EXCERPTED RECORDS:
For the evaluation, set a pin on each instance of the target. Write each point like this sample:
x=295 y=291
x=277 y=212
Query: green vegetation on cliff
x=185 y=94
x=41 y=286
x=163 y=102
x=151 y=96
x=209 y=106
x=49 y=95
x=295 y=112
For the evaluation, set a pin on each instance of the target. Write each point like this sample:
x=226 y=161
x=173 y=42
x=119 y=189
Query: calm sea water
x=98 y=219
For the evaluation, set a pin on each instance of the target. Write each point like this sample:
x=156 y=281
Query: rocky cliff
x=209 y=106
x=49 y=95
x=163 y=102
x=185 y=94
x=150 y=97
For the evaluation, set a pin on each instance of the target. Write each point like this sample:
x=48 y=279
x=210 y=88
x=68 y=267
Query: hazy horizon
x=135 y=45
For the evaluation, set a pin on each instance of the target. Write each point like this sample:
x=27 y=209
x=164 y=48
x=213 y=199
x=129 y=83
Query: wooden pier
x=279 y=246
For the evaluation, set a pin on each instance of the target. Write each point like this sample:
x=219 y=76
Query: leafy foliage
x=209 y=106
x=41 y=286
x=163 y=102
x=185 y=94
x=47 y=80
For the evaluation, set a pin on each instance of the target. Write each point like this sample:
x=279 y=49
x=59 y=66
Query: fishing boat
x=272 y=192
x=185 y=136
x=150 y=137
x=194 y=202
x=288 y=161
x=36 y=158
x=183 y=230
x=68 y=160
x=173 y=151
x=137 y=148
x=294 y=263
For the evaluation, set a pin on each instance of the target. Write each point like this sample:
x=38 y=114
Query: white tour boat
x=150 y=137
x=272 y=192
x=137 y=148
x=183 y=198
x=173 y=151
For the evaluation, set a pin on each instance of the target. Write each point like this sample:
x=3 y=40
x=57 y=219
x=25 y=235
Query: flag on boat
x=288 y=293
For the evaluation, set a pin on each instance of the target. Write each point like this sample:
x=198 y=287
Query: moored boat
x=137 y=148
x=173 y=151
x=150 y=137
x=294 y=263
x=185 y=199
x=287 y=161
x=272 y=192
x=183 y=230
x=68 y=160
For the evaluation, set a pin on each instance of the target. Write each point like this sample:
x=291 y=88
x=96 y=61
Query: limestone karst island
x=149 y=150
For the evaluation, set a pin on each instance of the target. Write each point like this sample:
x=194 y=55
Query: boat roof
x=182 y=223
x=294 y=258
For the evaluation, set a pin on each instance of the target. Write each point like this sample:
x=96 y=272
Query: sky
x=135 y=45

PROBLEM REQUIREMENTS:
Please find every line in the rows above that contains the word "cliff", and copy each of those lines. Case counts.

SOLUTION:
Query: green vegetation on cliff
Query: rocky cliff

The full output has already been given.